(EXERCISE GOAL):
Please report every line of the rows below that contains the word "distant", and note that case counts.

(EXERCISE MATERIALS):
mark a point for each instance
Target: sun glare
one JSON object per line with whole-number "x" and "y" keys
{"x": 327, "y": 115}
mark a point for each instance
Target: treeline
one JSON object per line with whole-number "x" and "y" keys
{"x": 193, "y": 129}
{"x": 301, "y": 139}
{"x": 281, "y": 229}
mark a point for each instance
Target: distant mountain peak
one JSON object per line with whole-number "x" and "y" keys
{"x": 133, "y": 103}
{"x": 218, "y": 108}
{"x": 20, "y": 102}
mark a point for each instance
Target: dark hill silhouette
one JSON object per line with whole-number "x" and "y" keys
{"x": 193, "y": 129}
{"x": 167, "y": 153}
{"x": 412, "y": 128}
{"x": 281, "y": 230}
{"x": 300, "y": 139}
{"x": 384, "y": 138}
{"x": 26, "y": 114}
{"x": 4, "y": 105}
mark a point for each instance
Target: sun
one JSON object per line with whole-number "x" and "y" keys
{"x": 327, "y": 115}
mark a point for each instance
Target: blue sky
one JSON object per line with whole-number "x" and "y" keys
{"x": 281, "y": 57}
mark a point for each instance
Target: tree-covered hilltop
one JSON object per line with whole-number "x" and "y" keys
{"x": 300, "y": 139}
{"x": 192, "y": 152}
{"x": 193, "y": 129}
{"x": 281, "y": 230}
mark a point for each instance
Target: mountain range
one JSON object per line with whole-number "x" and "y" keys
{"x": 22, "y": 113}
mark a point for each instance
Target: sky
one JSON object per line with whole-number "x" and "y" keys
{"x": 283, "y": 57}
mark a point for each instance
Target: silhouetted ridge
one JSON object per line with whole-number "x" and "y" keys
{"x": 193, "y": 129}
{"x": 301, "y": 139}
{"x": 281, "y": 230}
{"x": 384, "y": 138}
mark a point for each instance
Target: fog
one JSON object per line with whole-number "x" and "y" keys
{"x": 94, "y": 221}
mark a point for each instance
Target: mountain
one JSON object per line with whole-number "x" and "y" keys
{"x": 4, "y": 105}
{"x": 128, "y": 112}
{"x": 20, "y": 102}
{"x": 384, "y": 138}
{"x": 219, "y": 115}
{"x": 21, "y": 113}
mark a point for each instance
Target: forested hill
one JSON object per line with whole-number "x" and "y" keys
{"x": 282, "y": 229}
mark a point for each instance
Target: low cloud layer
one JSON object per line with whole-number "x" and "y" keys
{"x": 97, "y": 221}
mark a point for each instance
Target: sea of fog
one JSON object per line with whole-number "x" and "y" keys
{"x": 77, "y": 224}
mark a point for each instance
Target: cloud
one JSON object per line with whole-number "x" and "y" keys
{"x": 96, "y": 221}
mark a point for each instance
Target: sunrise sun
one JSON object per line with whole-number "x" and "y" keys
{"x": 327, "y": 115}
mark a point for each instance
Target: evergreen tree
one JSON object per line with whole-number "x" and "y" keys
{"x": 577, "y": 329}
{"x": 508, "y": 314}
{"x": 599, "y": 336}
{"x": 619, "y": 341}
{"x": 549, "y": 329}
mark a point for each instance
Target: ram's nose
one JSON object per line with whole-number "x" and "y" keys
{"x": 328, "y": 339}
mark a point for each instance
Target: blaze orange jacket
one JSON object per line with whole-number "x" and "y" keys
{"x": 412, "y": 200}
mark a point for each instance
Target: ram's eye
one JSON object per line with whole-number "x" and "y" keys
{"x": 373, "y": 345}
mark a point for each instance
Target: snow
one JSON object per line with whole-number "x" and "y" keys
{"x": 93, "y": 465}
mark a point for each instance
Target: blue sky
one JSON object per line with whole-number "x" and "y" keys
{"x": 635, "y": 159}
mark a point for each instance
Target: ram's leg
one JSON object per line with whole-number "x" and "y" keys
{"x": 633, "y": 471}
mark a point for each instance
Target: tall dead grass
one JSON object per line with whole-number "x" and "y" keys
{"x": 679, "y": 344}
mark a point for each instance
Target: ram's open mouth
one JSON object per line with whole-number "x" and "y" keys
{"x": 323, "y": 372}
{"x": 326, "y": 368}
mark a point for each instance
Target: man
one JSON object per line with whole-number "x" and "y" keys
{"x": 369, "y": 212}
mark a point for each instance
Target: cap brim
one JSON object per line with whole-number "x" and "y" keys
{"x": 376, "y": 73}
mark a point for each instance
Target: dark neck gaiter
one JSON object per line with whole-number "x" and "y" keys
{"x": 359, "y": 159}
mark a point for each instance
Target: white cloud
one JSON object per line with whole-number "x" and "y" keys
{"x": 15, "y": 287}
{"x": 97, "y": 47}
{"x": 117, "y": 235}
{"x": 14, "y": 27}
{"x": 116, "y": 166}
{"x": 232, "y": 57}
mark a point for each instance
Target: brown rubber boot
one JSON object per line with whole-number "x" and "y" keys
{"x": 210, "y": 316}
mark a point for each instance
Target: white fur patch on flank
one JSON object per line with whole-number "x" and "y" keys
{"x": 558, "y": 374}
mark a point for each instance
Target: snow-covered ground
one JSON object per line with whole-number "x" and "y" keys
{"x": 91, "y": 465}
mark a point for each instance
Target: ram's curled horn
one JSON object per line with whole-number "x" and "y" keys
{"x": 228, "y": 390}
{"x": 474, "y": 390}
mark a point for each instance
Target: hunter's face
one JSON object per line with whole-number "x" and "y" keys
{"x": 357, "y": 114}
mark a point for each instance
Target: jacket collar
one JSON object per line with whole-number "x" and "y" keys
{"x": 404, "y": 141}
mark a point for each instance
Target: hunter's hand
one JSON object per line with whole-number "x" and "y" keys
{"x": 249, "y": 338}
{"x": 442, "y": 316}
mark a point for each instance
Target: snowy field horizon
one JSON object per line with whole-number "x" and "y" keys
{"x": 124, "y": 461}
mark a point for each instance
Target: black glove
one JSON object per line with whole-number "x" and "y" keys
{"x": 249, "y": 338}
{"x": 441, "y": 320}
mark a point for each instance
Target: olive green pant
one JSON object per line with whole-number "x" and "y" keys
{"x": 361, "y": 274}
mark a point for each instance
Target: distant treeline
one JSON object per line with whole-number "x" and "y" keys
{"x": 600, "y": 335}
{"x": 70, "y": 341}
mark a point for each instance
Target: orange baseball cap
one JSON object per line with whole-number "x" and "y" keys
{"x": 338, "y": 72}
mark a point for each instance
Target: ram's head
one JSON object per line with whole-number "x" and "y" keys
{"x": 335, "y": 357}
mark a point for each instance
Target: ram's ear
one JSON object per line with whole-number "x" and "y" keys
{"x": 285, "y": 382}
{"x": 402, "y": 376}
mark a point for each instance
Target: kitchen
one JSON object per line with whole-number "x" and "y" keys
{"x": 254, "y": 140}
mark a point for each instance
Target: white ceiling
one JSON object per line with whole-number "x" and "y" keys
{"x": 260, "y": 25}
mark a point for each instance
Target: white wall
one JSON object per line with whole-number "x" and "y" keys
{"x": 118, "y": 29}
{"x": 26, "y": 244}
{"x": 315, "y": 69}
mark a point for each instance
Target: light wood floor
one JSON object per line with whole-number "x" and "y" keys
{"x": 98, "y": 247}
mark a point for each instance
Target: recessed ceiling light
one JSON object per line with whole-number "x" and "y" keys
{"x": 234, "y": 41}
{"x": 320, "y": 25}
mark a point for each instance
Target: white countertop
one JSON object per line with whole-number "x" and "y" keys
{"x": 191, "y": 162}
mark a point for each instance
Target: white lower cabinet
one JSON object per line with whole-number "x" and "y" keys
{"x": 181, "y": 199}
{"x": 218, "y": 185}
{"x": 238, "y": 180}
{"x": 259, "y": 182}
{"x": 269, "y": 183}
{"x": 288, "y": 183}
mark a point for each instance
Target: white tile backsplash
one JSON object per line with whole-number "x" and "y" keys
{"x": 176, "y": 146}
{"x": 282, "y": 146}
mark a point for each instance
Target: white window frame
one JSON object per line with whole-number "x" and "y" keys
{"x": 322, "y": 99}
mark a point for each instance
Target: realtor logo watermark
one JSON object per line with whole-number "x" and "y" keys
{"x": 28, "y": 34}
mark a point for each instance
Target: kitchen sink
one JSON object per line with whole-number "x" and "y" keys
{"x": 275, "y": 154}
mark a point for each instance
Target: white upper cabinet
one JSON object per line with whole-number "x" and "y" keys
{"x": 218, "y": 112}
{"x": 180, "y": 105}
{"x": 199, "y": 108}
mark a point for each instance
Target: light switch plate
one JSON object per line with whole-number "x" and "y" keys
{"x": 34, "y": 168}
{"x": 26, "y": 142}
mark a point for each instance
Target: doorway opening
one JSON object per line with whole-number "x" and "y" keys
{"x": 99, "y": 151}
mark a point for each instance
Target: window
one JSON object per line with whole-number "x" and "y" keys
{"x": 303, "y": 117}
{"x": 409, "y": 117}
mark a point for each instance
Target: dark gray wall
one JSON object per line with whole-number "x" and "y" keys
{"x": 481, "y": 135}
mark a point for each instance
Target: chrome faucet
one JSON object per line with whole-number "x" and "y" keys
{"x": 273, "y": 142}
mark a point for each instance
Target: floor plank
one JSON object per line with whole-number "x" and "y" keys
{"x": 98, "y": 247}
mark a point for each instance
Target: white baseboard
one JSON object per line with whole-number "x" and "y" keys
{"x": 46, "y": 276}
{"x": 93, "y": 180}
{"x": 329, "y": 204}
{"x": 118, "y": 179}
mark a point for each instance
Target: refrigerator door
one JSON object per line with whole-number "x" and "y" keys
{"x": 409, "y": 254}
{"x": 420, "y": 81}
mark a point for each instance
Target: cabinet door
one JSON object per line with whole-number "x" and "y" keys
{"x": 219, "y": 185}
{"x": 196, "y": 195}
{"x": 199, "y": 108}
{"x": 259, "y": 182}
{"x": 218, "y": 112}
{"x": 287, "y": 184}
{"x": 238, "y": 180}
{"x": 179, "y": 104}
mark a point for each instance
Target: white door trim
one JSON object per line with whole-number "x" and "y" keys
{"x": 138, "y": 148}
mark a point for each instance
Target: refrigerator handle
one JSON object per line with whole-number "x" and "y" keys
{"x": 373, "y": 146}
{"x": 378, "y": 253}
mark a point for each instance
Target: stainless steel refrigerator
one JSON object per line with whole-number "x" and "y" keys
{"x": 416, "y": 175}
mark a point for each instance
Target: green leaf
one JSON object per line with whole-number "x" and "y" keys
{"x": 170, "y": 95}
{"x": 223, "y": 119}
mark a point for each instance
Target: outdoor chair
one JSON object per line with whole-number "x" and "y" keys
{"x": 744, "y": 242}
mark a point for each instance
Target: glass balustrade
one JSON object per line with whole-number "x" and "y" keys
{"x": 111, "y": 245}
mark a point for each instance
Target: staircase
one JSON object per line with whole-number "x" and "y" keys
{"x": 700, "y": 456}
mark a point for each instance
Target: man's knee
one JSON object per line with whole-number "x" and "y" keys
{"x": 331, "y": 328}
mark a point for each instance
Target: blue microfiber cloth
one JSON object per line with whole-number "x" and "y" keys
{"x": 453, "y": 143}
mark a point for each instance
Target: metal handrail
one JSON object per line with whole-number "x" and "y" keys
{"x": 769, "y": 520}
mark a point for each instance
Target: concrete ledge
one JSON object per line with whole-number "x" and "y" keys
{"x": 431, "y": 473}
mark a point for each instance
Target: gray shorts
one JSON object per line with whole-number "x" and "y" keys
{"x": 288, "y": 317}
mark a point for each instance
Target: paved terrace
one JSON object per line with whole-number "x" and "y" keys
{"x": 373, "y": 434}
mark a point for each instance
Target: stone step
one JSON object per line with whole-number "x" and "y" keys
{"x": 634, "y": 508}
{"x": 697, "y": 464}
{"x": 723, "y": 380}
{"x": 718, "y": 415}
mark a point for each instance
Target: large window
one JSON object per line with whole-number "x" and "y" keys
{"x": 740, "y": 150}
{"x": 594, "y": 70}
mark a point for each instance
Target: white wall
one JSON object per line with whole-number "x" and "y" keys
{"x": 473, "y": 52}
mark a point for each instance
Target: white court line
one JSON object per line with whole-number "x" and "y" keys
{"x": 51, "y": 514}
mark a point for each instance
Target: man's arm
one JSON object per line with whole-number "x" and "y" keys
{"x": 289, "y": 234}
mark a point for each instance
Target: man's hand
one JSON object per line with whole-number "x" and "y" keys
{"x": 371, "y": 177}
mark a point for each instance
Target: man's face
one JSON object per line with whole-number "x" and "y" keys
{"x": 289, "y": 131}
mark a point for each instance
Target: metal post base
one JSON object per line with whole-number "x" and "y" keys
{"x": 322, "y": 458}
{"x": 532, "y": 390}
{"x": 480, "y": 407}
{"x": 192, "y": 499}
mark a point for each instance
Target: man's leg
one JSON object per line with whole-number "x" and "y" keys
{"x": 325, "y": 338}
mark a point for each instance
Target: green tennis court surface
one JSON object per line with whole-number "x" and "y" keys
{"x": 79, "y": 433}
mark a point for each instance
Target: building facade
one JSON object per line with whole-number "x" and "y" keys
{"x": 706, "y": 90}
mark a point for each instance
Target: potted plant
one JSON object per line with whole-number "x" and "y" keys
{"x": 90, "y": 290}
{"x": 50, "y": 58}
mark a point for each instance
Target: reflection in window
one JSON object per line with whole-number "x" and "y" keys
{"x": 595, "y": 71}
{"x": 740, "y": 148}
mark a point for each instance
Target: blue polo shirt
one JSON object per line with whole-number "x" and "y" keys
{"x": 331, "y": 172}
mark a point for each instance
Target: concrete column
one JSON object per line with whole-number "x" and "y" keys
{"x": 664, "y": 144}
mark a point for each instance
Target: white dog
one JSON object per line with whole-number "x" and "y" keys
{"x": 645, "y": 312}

(RESPONSE BELOW):
Target: distant mountain peak
Target: distant treeline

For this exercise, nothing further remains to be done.